↓↓↓

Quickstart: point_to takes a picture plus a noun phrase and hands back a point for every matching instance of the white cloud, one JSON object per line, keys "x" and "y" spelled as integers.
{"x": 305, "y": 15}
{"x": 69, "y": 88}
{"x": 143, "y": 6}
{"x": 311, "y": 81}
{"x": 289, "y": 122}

↑↑↑

WORK INSTRUCTIONS
Recast all of the data above as a JSON list of strings, one string per line, with blank lines left out.

SOLUTION FOR THIS EXERCISE
[
  "Quickstart: point_to takes a picture plus a noun phrase and hands back a point for every matching instance of the white cloud, one JSON object per line, keys \"x\" and \"y\" spelled as integers.",
  "{\"x\": 305, \"y\": 15}",
  "{\"x\": 69, \"y\": 88}",
  "{\"x\": 143, \"y\": 6}",
  "{\"x\": 311, \"y\": 81}",
  "{\"x\": 289, \"y\": 122}"
]